Document segment →

** begin **

Decompress Files Nodes fails with accents

lsandinop · March 11, 2024, 7:43pm

Hello

I am unzipping a .zip file that has files inside that may have accents in their names. When pasting the files into the destination folder it changes the accented letter to a question mark (?), and under these conditions the file cannot be copied and the node fails. In a previous post (2021) it says that they have it on a ticket to fix this issue, but apparently it still persists.

I’m running KNIME AP 5.2.1

Any solution?

Thanks

mlauber71 · March 12, 2024, 6:53pm

@lsandinop what you could try is use the internal Python extension and unpack the file with that:

lsandinop · March 12, 2024, 7:39pm

Thank you very much. I appreciate the proposed solution, however, where I need to implement it they have a python restriction.
Can you think of anything else?
Thanks

mlauber71 · March 12, 2024, 8:08pm

@lsandinop what operating system are you using. I think windows will not allow ? in filenames.

You can just use the Python extension without the need to install a full Python version.

lsandinop · March 12, 2024, 8:27pm

I’m using Windows. I’ve been traying to make the extraction with a java snippet but the available library to do it is the filesystem one, but has the same restriction so I think is the same the node uses. There is another one named Apache Commons Compress, but the package is not in the KNIME installation so I’m trying to know how to put it available.
Any other idea?

mlauber71 · March 12, 2024, 8:31pm

@lsandinop well the next option might be to use R. But if you do not want to install the Python extension you might not like to use R as well …

lsandinop · March 12, 2024, 8:48pm

@mlauber71 is the same problem really. I use to have problems installing extensions with that client, so I usually have to solve everything with basic nodes.

** end **

Work to do →
1. In the forum thread, turn the paragraph beginning "I am unzipping a .zip file" into a brief bulleted list that keeps its main facts.
2. Using the forum thread, answer these, one per line:
(a) Which version of KNIME AP is being run?
(b) What operating system is in use?
(c) Which library is named as missing from the KNIME installation?
3. List the date and time of every post by mlauber71 in the forum thread.
Base your responses on the forum thread alone.

Stored items

** begin **

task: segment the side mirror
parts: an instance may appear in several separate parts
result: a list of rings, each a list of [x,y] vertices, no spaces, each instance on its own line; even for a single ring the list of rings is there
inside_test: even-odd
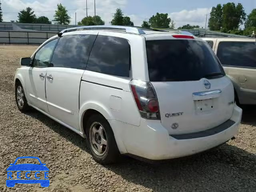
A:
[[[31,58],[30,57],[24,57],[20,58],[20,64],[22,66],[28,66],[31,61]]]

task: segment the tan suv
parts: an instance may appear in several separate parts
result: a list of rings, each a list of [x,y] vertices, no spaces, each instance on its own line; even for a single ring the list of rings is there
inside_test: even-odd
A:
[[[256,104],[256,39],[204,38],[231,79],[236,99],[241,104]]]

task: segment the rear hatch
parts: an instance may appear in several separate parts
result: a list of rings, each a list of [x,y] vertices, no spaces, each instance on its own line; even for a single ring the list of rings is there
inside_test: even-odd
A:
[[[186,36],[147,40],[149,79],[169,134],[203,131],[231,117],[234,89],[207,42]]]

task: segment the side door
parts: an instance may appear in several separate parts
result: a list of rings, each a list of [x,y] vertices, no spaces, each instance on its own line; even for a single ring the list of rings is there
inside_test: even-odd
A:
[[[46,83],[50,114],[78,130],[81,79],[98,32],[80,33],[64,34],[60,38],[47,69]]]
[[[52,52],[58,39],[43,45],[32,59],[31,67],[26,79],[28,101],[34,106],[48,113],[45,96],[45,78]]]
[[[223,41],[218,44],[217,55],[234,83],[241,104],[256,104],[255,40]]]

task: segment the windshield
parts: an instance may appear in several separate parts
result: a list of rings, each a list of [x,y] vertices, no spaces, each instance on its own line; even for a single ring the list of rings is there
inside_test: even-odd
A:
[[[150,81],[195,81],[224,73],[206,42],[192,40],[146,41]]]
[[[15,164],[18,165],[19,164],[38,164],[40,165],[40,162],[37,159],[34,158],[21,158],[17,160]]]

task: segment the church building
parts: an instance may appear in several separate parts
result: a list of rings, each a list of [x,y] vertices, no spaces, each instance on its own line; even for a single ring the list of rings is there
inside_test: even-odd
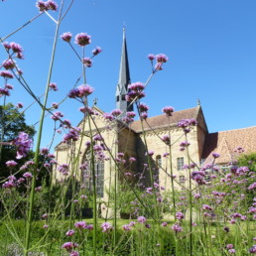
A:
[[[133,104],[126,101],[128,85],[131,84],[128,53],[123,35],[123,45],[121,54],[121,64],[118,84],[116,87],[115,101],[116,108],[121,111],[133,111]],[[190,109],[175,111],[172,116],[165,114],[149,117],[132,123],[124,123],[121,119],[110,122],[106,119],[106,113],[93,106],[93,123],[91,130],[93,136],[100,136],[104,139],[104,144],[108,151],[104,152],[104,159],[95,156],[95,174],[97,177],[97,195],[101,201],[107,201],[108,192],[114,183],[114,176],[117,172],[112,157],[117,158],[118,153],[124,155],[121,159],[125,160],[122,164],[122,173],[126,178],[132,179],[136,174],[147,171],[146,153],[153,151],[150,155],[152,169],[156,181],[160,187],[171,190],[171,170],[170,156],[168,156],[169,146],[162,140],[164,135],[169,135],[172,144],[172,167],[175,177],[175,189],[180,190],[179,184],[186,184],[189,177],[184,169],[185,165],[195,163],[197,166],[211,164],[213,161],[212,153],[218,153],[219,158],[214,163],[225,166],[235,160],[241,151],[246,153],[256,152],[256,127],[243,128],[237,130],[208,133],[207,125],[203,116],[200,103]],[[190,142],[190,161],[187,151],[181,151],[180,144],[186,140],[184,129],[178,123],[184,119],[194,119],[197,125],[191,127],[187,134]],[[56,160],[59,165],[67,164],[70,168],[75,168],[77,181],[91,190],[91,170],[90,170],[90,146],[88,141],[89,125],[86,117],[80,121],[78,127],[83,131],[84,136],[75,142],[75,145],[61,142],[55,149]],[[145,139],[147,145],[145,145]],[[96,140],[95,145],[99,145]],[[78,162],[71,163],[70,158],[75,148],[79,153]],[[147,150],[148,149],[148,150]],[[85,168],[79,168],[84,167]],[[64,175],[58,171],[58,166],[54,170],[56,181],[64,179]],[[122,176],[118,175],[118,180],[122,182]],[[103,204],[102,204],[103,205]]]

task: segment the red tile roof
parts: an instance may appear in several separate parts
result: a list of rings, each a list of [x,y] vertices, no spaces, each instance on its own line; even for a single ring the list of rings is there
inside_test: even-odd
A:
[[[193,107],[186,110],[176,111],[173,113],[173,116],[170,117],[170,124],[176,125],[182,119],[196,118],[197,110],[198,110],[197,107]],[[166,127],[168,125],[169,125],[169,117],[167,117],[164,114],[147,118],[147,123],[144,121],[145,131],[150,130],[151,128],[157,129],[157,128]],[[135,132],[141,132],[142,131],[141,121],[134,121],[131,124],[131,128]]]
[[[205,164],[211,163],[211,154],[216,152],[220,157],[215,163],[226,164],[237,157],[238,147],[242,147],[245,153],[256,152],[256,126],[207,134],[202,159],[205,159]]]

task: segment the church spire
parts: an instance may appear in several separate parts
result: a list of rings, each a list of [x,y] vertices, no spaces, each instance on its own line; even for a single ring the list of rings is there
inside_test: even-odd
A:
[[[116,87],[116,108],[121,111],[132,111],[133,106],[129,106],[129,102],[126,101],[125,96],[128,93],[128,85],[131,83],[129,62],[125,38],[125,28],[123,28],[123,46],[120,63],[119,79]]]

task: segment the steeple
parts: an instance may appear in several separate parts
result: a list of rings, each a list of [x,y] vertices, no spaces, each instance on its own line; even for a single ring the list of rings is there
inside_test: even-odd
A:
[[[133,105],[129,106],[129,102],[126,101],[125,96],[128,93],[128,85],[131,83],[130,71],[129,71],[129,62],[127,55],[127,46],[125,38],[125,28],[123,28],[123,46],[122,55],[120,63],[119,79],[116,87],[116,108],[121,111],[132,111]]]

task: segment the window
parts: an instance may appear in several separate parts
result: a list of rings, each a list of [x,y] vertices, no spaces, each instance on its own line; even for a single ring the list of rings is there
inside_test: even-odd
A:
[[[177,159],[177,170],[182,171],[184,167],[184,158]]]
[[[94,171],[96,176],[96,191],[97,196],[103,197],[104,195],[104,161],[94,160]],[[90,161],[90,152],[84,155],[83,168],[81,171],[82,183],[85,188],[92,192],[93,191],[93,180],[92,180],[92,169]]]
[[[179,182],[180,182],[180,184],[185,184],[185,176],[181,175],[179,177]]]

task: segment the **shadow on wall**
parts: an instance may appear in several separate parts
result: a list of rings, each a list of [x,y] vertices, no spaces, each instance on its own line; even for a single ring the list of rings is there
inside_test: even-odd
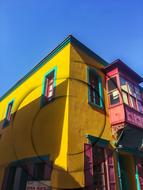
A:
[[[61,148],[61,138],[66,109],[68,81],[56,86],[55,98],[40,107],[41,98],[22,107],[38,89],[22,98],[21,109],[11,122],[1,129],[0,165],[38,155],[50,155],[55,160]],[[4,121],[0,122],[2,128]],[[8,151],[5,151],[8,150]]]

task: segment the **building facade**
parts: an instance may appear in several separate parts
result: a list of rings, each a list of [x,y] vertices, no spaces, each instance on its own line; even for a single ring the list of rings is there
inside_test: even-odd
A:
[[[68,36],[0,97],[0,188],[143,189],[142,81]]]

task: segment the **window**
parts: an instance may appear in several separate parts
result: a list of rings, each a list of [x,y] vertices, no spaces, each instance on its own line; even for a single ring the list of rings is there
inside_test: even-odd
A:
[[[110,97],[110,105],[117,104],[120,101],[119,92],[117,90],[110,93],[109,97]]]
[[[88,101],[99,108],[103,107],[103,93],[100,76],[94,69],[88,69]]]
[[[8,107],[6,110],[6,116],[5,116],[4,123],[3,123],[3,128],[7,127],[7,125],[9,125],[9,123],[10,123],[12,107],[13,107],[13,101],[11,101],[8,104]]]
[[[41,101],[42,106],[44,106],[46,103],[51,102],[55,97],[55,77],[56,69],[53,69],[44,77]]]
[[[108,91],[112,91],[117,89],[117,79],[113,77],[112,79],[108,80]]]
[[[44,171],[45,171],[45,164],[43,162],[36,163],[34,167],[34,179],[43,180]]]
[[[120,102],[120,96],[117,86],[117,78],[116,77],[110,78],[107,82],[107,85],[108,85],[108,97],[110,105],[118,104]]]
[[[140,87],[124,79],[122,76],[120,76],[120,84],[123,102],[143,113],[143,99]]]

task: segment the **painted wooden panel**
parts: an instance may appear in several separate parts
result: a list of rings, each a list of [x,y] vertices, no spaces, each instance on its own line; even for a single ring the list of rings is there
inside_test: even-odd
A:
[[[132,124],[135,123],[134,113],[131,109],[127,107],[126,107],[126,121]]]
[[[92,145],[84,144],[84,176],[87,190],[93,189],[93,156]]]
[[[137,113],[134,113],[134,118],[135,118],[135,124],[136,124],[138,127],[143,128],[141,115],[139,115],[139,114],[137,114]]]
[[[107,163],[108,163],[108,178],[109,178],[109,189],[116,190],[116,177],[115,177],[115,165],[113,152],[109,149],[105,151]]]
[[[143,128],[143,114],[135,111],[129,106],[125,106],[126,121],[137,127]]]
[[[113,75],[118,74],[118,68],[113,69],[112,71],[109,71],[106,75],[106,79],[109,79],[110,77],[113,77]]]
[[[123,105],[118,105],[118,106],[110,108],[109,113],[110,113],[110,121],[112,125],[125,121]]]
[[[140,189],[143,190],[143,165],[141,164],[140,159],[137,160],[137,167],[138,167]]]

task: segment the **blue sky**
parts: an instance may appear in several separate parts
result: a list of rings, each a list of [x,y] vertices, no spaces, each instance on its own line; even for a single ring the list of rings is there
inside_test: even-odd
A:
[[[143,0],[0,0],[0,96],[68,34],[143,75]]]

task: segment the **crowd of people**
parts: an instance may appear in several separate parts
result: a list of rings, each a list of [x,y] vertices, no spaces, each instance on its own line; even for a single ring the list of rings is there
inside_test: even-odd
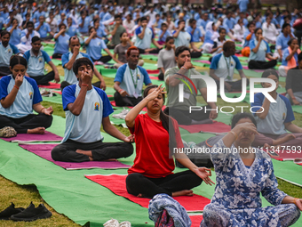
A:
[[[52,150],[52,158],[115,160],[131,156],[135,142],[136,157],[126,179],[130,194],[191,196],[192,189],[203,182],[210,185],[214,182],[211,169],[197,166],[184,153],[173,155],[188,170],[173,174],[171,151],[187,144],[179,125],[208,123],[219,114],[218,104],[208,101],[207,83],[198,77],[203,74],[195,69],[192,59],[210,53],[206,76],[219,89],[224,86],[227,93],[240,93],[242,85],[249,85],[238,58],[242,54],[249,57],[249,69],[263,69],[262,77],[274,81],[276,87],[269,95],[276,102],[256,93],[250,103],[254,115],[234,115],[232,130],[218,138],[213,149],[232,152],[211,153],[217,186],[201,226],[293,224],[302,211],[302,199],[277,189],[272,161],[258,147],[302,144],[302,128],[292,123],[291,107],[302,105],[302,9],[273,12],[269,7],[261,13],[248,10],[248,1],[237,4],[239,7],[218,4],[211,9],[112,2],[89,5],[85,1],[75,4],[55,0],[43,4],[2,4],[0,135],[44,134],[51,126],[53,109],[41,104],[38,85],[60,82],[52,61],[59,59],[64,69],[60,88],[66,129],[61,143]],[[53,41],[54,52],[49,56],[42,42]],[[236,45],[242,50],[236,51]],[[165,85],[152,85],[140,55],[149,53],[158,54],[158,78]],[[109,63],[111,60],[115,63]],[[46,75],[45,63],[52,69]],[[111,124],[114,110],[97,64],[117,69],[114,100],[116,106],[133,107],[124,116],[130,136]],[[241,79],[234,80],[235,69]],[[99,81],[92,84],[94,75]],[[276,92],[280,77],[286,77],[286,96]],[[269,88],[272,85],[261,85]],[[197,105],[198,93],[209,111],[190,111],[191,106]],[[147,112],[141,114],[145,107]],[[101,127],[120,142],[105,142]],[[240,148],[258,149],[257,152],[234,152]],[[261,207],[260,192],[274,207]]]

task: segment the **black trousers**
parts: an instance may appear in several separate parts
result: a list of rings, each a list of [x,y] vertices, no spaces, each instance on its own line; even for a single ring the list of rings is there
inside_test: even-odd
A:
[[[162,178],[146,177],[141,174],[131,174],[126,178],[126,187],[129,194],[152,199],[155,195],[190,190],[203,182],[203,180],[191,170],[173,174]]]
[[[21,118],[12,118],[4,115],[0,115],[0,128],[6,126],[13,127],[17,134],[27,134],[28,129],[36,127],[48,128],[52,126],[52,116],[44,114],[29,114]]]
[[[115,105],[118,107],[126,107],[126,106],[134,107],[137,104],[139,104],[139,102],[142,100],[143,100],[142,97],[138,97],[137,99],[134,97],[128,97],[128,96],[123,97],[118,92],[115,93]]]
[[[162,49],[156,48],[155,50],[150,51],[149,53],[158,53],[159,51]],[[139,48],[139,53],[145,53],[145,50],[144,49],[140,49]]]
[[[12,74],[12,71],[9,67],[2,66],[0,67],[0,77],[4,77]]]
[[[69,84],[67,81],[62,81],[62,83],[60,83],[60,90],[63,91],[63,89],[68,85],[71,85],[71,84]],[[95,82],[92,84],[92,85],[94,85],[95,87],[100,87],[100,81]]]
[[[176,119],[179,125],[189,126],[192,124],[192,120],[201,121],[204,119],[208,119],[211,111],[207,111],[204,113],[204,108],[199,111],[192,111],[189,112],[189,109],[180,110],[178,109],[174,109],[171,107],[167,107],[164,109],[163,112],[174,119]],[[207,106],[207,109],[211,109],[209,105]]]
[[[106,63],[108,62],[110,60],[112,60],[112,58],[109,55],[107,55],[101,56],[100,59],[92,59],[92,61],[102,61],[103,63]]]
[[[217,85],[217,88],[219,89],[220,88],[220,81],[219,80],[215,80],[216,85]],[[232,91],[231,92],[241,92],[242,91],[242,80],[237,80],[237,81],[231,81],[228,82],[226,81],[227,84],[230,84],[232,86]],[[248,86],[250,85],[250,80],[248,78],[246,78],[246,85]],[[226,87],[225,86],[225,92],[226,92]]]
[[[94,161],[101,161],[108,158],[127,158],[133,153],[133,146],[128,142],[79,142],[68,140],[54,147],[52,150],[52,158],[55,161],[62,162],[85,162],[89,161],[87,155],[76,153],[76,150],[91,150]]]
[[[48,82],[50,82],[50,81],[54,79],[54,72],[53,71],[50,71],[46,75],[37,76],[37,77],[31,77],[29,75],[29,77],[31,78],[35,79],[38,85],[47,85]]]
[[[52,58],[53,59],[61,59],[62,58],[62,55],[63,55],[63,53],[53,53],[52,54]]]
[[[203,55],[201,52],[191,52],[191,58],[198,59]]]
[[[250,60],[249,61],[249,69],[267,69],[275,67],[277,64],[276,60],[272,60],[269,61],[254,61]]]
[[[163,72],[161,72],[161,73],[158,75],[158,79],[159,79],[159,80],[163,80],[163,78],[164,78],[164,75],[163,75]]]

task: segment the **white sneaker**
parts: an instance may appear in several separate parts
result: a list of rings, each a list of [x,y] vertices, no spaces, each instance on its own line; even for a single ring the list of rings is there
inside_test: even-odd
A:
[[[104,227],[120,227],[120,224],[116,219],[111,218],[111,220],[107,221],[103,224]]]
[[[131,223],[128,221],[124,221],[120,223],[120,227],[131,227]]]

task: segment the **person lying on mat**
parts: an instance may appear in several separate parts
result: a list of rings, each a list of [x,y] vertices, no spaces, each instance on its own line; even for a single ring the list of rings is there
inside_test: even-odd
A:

** end **

Answers by task →
1.
- The .zip file holds files whose names may contain accents.
- When the files are pasted into the destination folder, the accented letter is replaced with a question mark (?).
- In that state the file cannot be copied, and the node fails.
- A 2021 post mentioned a ticket to fix this, but the issue apparently persists.

2.
(a) KNIME AP 5.2.1
(b) Windows
(c) Apache Commons Compress

3.
- March 12, 2024, 6:53pm
- March 12, 2024, 8:08pm
- March 12, 2024, 8:31pm